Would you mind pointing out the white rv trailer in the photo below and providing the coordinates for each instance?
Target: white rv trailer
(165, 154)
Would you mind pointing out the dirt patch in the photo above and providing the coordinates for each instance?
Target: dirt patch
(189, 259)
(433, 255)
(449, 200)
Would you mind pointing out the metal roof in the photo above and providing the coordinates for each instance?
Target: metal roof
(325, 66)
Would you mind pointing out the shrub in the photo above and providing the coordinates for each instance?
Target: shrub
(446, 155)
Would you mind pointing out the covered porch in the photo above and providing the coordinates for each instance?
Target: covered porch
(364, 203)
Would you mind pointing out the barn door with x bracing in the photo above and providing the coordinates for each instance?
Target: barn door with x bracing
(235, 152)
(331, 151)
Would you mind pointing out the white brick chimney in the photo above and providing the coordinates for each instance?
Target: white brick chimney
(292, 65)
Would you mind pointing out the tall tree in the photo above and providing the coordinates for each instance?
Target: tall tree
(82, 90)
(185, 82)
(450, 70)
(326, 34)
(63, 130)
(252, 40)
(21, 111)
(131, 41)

================================

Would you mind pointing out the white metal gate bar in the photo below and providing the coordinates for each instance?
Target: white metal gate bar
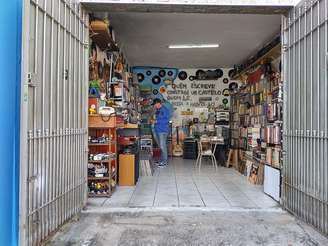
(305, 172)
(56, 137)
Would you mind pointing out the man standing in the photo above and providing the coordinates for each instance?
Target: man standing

================================

Written problem: How many lines of the data above contain the word "white", matching case exactly? Reply with the number alone.

Full response: 6